**Quoted text**
════════

# Counter Strike: Source.. Have to change brightness every time I play, still too dark.



## leet6thgrader

Hi

Every time I start up CS:S I have to put up the brightness because it is too dark. Even when the brightness is all the way up, it is still too dark to see the 3 lines of text. I've tried making the config file a read only, I've tried using ATi's brightness settings for 3D Games, I've tried different drivers, I don't know what to do! Someone help me.. Thanks.


----------



## bumblebee_tuna

Try adjusting the monitor's gamma.....  Hardware gamma vs. software gamma.....


----------



## leet6thgrader

The monitor is as bright as it goes..

Thanks for assuming I'm an idiot BTW.


----------



## bumblebee_tuna

leet6thgrader said:


> The monitor is as bright as it goes..
> 
> Thanks for assuming I'm an idiot BTW.



Just trying to eliminate the obvious........

You really should put a detailed description of what your problem is and what you have tried to fix it, rather than snapping at people for trying to help you......

Try posting an in-game screenshot.......  If it appears to be fine on other people's monitors, it might be an issue with your monitor.....  Is it an LCD?  My own personal LCD has to be angled just right or, otherwise, it becomes really dark and hard to see......


----------



## leet6thgrader

> what you have tried to fix it



http://www.computerforum.com/598627-post1.html

Here's a SS.


----------



## Shane

leet6thgrader said:


> http://www.computerforum.com/598627-post1.html
> 
> Here's a SS.



lol theres some realy wierd maps on CS isnt there


----------



## bumblebee_tuna

For me, the screenshot looks fine, although, if that's the screenshot with the gamma all the way down to its in-game lowest (ATi setting, highest) then I can see how extreme your problem may be.  Please try setting your ATi gamma to 1, in-game gamma 2.2, take a screenshot and then reset your monitor to its default/stock settings and see if it helps any.  If you already at these settings in these screenshots then the problems lies within your monitor's settings.

Just to point things out, though, no where in your original post did you mention anything about adjusting the actual monitor's gamma so excuse me while I say you where in no position to make any snappy comments, especially when you still didn't provide any in-depth details of what you may have already done to try and solve your problem.


----------



## leet6thgrader

Hi

Okay I am sorry for insulting you, sir. It was quite un-intellectual of myself.

Yeah, my monitors highest brightness isn't really that high.. How can I make it go past 100?


----------



## bumblebee_tuna

Have you tried using a different monitor?


----------



## leet6thgrader

I don't have a spare.. 

Also, just to let you know, the screenshot looks fine to me in this thread. But IN GAME, it is dark.


----------



## pokemon87654

the same thing happens for me, I just have gotten used to it.


----------



## leet6thgrader

Well I don't want to get used to it..

════════

[Box-labeled dataset extracts]
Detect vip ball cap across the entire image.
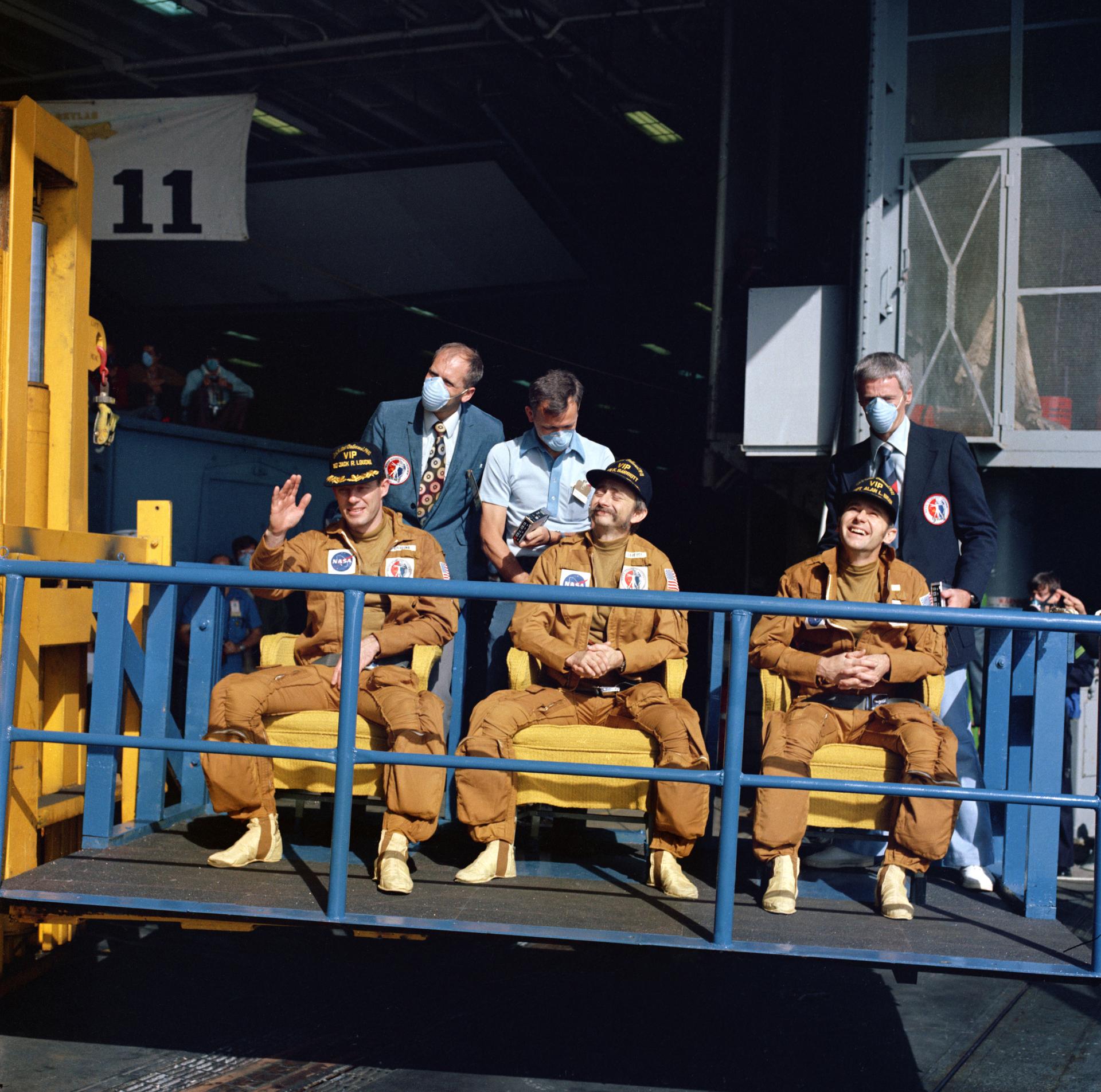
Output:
[841,477,899,526]
[325,444,378,486]
[585,459,654,507]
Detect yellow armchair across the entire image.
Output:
[761,670,944,830]
[509,648,688,811]
[260,633,443,796]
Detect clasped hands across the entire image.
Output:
[330,633,378,690]
[816,649,891,690]
[566,641,626,679]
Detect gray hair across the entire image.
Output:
[852,353,914,394]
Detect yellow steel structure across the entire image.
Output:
[0,98,172,962]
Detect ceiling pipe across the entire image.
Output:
[0,0,708,87]
[249,140,504,174]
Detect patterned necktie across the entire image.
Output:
[875,444,901,553]
[416,421,447,519]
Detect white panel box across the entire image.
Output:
[742,285,849,456]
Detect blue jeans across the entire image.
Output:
[833,667,994,868]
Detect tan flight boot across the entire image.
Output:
[875,864,914,921]
[761,853,799,914]
[455,839,516,884]
[374,830,413,895]
[207,813,283,868]
[646,850,699,898]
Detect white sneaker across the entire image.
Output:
[875,864,914,921]
[455,839,516,884]
[374,830,413,895]
[646,850,699,898]
[806,846,875,868]
[761,853,799,914]
[207,815,283,868]
[960,864,994,891]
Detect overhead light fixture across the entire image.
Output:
[252,110,303,136]
[134,0,207,15]
[623,110,684,144]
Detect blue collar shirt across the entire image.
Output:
[481,428,615,557]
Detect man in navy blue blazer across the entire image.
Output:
[360,341,504,723]
[360,341,504,580]
[807,353,998,891]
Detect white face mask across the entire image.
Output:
[864,397,899,436]
[420,375,451,413]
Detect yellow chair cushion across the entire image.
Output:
[264,712,388,796]
[807,743,901,830]
[513,725,657,811]
[260,633,443,796]
[761,670,944,830]
[509,648,688,811]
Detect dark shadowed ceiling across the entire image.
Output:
[0,0,868,572]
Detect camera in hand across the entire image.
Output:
[512,508,549,546]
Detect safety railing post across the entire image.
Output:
[704,611,727,846]
[1092,713,1101,977]
[713,611,752,948]
[81,580,130,850]
[439,599,467,823]
[326,591,364,921]
[179,587,225,808]
[1025,633,1068,918]
[134,585,176,823]
[0,574,23,879]
[979,629,1013,876]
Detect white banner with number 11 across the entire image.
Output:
[41,95,256,242]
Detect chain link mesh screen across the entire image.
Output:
[905,155,1003,436]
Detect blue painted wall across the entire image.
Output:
[88,417,333,561]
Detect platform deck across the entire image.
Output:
[0,817,1090,974]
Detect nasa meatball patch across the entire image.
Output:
[326,549,356,576]
[382,455,411,486]
[558,569,592,588]
[922,493,952,527]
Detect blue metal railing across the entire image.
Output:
[0,560,1101,977]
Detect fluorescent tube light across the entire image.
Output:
[623,110,684,144]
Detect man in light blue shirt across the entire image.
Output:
[481,367,615,690]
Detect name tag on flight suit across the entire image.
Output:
[326,549,356,576]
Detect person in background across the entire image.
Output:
[481,367,615,690]
[360,341,504,720]
[179,348,252,433]
[1027,572,1098,883]
[129,342,184,421]
[806,353,998,891]
[176,554,263,679]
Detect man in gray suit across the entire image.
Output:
[360,341,504,712]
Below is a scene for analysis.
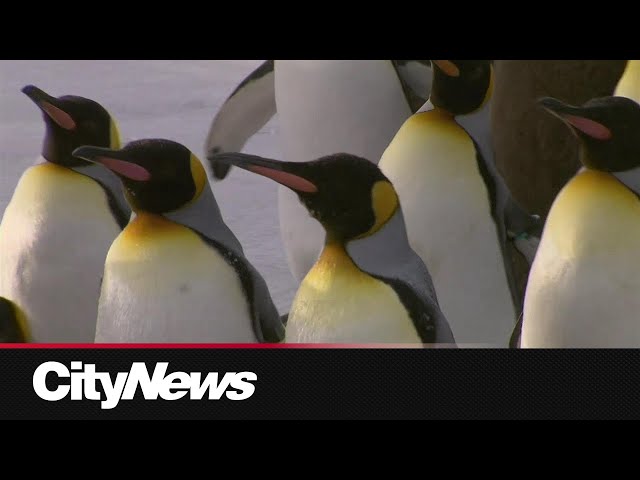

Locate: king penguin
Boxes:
[613,60,640,103]
[213,153,455,348]
[74,139,284,343]
[205,60,432,282]
[379,60,542,347]
[0,85,131,343]
[0,297,31,343]
[520,96,640,348]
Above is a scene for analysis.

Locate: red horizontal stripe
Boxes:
[0,343,444,349]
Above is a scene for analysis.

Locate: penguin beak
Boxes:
[431,60,460,77]
[21,85,76,131]
[538,97,612,140]
[207,152,318,193]
[73,146,151,182]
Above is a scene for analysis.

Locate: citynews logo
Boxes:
[33,362,258,410]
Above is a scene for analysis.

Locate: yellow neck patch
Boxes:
[614,60,640,103]
[357,180,399,238]
[109,118,122,150]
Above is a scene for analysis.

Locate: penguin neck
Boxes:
[430,105,455,122]
[162,185,244,255]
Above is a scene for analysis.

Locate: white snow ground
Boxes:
[0,60,296,313]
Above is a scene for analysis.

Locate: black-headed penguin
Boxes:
[520,97,640,348]
[0,85,131,343]
[212,153,455,347]
[74,139,284,343]
[613,60,640,103]
[205,60,431,282]
[379,60,541,347]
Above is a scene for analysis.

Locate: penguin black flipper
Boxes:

════════

**Your tasks**
#1 From the forum thread on Counter Strike: Source brightness, copy out the passage that begins at the words "For me, the" and stops after "solve your problem.".
#2 In the forum thread on Counter Strike: Source brightness, what ATi gamma and in-game gamma values does bumblebee_tuna ask the original poster to try?
#3 Write the next post in the forum thread on Counter Strike: Source brightness, following its final reply.

**Answers**
#1
For me, the screenshot looks fine, although, if that's the screenshot with the gamma all the way down to its in-game lowest (ATi setting, highest) then I can see how extreme your problem may be.  Please try setting your ATi gamma to 1, in-game gamma 2.2, take a screenshot and then reset your monitor to its default/stock settings and see if it helps any.  If you already at these settings in these screenshots then the problems lies within your monitor's settings.

Just to point things out, though, no where in your original post did you mention anything about adjusting the actual monitor's gamma so excuse me while I say you where in no position to make any snappy comments, especially when you still didn't provide any in-depth details of what you may have already done to try and solve your problem.

#2 An ATi gamma of 1 and an in-game gamma of 2.2.

#3
Please stop fishing for posts, can someone just help me?


----------



## bumblebee_tuna

I know you won't like this question, but, have you tired the in-game settings and do you know that the settings are the opposite in-game, 1 - being lighter, 4 - being darker?  If you said yes to both of them then I really don't know what to tell you.......

You really should be a bit more pleasant around people........


----------



## leet6thgrader

Wow well I'm sorry I'm not an angel to people who tell me to 'get used to it'.


----------



## pokemon87654

Haha, I'm sorry I sounded like an ass, but I was just telling you that I have gotten used to it being that way now, because you can only brighten it as much as you can in the options in the game.  If you give everyone attitude you won't get an answer anyway, I was just telling you that I have gotten used to it, and so have some of my friends... I also did say get used to it, I said I have.


----------



## bumblebee_tuna

leet6thgrader said:


> Wow well I'm sorry I'm not an angel to people who tell me to 'get used to it'.



Well, especially since we have exhausted most, if not all, the possible solutions to your problem, you might as well have to.  The fact of the matter is that Counter Strike: Source is a low level gamma game to begin with; it gives people more of an opportunity to camp in the shadows.  Unless there's a setting we didn't go over, a setting you didn't go over or a setting at incorrect levels, you are going to have to live with what you got.

'It can't be helped......'

Eidt:  If possible, I still suggest finding another monitor to see if that may be your problem.....


----------



## leet6thgrader

Alright dude well you obviously don't get it. Yes it's a low gamma game but you're supposed to see the 3 Lines of text to make sure your gamma is just right.. 

I fixed the problem (which BTW was not changing the monitor, getting used to it, or any other solution you mentioned [not that you mentioned that many, anyways]). Die, thread, die.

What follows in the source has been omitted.